== WHAT TO DO ==
Rename "wicker" to "rattan" in the records starting at the line that contains "Task: indicate the wicker" and ending at the last line of the records. Give back only those lines, with nothing else changed.

== Data entries ==
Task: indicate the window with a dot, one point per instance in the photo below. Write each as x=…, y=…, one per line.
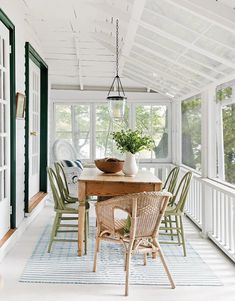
x=105, y=146
x=153, y=121
x=73, y=125
x=92, y=137
x=191, y=132
x=226, y=132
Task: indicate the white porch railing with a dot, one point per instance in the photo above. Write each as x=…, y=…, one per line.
x=160, y=170
x=210, y=205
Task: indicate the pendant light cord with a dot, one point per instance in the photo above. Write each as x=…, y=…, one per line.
x=117, y=45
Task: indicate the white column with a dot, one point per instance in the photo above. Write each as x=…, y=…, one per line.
x=208, y=155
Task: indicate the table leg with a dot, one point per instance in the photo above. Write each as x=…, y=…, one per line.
x=81, y=219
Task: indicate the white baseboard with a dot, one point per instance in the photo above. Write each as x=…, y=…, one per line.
x=9, y=244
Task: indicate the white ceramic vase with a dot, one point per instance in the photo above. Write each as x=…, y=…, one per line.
x=130, y=167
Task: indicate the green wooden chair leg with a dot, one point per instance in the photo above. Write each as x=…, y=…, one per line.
x=177, y=229
x=182, y=235
x=85, y=233
x=53, y=231
x=171, y=228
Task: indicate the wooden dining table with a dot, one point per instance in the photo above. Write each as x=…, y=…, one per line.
x=93, y=182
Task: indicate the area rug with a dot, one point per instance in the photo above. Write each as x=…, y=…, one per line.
x=63, y=265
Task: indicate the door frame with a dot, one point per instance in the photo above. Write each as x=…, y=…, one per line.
x=10, y=26
x=31, y=54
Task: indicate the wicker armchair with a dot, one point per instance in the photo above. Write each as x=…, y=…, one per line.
x=145, y=210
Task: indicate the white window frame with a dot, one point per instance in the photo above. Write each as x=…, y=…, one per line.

== EXPECTED ANSWER ==
Task: indicate the rattan armchair with a dot, one point per instance in the photo above. Write each as x=…, y=…, one per line.
x=145, y=210
Task: indicate the white window frame with a dot, one point per instance in the photo above. Write each as x=…, y=…, one per line.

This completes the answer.